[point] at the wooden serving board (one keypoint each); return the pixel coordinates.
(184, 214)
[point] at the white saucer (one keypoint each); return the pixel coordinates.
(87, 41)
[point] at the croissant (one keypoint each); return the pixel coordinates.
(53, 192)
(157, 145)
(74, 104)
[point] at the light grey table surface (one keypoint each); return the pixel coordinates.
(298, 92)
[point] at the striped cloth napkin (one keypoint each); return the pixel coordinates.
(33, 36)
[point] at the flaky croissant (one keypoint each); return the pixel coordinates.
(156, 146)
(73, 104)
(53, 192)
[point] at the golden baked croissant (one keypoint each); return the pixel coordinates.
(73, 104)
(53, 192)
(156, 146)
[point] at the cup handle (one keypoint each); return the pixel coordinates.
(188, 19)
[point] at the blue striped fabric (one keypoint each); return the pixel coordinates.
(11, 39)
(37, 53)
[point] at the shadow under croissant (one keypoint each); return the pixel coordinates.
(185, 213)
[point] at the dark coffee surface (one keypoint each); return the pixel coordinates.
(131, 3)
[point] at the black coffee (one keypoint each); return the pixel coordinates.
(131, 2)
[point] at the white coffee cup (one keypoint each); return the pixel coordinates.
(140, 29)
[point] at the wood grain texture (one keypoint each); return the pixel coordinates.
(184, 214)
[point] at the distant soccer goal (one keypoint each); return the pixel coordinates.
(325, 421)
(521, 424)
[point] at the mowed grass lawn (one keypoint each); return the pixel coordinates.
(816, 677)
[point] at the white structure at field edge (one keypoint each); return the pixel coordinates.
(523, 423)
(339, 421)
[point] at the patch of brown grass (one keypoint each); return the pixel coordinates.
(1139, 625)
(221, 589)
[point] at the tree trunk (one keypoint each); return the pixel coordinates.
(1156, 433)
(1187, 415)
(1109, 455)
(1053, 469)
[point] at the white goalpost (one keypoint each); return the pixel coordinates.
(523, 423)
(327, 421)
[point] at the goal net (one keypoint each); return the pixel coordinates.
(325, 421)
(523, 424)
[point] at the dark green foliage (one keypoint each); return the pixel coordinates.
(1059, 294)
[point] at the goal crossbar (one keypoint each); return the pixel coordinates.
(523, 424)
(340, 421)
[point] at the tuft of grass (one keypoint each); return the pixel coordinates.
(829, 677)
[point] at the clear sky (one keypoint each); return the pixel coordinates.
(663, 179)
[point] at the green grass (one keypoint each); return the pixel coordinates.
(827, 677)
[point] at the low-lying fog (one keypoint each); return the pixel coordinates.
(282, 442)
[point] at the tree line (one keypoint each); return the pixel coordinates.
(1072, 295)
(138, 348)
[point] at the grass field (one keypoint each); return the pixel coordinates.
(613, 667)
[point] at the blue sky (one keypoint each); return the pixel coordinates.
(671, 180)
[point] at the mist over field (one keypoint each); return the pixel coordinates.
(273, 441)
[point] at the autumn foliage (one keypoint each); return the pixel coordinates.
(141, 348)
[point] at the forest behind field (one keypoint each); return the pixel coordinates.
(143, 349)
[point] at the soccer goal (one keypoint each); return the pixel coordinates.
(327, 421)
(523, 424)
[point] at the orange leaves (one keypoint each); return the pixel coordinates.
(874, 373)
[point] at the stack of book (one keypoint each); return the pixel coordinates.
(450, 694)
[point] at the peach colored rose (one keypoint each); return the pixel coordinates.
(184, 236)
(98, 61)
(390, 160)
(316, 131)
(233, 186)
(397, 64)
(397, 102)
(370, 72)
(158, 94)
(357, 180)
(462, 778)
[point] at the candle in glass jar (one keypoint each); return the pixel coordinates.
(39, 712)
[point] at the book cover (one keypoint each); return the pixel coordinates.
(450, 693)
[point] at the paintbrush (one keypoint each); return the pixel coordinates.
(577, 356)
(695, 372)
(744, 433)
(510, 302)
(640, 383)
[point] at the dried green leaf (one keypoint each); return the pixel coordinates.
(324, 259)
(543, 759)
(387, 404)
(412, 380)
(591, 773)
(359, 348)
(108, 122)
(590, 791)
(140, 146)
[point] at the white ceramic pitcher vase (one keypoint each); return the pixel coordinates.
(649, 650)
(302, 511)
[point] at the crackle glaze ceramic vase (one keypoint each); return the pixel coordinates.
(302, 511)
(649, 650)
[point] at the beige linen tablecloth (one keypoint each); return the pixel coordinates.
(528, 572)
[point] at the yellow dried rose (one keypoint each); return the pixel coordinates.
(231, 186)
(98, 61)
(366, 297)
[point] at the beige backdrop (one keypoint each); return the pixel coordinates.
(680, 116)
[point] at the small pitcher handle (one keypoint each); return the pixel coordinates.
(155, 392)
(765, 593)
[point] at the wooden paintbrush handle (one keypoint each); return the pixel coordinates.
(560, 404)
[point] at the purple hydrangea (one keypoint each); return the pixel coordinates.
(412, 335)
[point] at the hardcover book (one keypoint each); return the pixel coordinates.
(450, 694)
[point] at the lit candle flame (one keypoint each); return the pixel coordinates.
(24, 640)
....
Reproduce all of the records above, replacing "pixel coordinates" with "image coordinates" wherever it occurs and keeping everything else unchanged.

[point] at the wooden serving board (one keypoint each); return the image coordinates.
(184, 214)
[point] at the white saucer (one keypoint each); return the image coordinates.
(87, 41)
[point] at the croissant (one keypoint each); return the image coordinates.
(53, 192)
(157, 145)
(74, 104)
[point] at the light grey table surface (one keypoint each); return the image coordinates.
(298, 92)
[point] at the striped cloth napkin (one keypoint each); return the image coordinates.
(33, 36)
[point] at the flaky croissant (one keypoint each); return the image coordinates.
(156, 146)
(73, 104)
(53, 192)
[point] at the golden baked croissant (one keypoint each); return the image coordinates.
(73, 104)
(53, 192)
(156, 146)
[point] at the cup handle (one keypoint each); return the image coordinates.
(188, 19)
[point] at the blue striped fabric (one keypoint each); return the image coordinates.
(11, 39)
(37, 53)
[point] at the shadow under croissant (one keypoint each); return the image coordinates.
(185, 213)
[point] at the dark coffee surface (one keypoint each); return the image coordinates.
(131, 3)
[point] at the black coffee (one keypoint each); return the image coordinates.
(131, 2)
[point] at the white coffee cup (one keypoint each); return the image coordinates.
(140, 29)
[point] at the wood grain texture (one keypoint each); return the image coordinates.
(184, 214)
[point] at the distant soccer goal (one keypoint each); return the image coordinates.
(325, 421)
(521, 424)
[point] at the mowed grass lawn (one keypoint each); return the image coordinates.
(816, 677)
[point] at the white structure at field edge (one keypoint each); return the image coordinates.
(523, 423)
(339, 421)
[point] at the patch of brown grass (one keypoint each); return the image coordinates.
(1139, 625)
(221, 589)
[point] at the tree trunk (one keypoint each); return the image coordinates.
(1156, 433)
(1187, 415)
(1109, 455)
(1053, 469)
[point] at the white goalpost (one keypoint each); return the image coordinates.
(523, 423)
(327, 421)
[point] at the goal net (one keypoint each); return the image coordinates.
(325, 421)
(523, 424)
[point] at the dark green foliage (one keypoint each); return the image coordinates.
(1059, 294)
[point] at the goal crossbar (one keypoint each); return the image coordinates.
(523, 424)
(340, 421)
[point] at the tuft of grass (one keypoint each); return the image coordinates.
(829, 677)
[point] at the clear sky (one keypoint each); return the image coordinates.
(663, 179)
[point] at the green grass (one keypoint each); return the image coordinates.
(827, 677)
[point] at the low-lying fog (one keypoint each); return the image coordinates.
(282, 442)
[point] at the tree line (one keypoint each); return the image coordinates.
(1072, 295)
(138, 348)
[point] at the grass field (one keypoint each); return the image coordinates.
(613, 667)
[point] at the blue sky (one keypoint each); return the image coordinates.
(671, 180)
[point] at the mist over field (one keypoint each); return the image coordinates.
(273, 441)
[point] at the autumn foliage (one keypoint each); return the image coordinates.
(141, 348)
[point] at the forest behind field (one keypoint each); return the image coordinates.
(143, 349)
[point] at the soccer goal (one keypoint each); return the image coordinates.
(327, 421)
(523, 424)
[point] at the orange leaves (one keypoint each); return the image coordinates.
(874, 373)
[point] at the stack of book (one keypoint each); return the image coordinates.
(450, 694)
[point] at the peach colored rose (one keypoint each); return the image coordinates.
(184, 236)
(98, 61)
(390, 160)
(316, 131)
(233, 186)
(397, 64)
(397, 102)
(370, 72)
(158, 94)
(357, 180)
(462, 778)
[point] at the candle in glass jar (one keypoint each); return the image coordinates.
(39, 712)
[point] at the book cover (one keypoint each); return the image coordinates.
(450, 693)
[point] at the paintbrush (one keypoint each); return the image coordinates.
(577, 356)
(695, 372)
(744, 433)
(510, 302)
(640, 383)
[point] at the dried green leaf (one keypoint each); return the image coordinates.
(324, 259)
(543, 759)
(387, 404)
(412, 380)
(591, 773)
(359, 348)
(108, 122)
(590, 791)
(140, 146)
[point] at the white ceramic pitcher vase (one keypoint each); return the image coordinates.
(649, 650)
(302, 511)
[point] at the crackle glaze ceramic vase (one keypoint each); return the image coordinates.
(302, 511)
(649, 650)
[point] at the beige linen tablecloth (one keypoint each); return the image coordinates.
(528, 572)
[point] at the yellow dried rose (one keypoint each); return the image coordinates.
(231, 186)
(98, 61)
(366, 297)
[point] at the beige backdrop (one keypoint each); return the image coordinates.
(680, 116)
[point] at the small pitcher handle (one keypoint each); return the image coordinates.
(155, 392)
(765, 593)
[point] at the wooden paintbrush handle (one keypoint each); return the image coordinates.
(560, 404)
[point] at the purple hydrangea (one keypoint each); return the image coordinates.
(412, 335)
[point] at the hardcover book (one keypoint each); return the image coordinates.
(450, 694)
[point] at the lit candle flame (one keypoint each); return the image coordinates.
(24, 640)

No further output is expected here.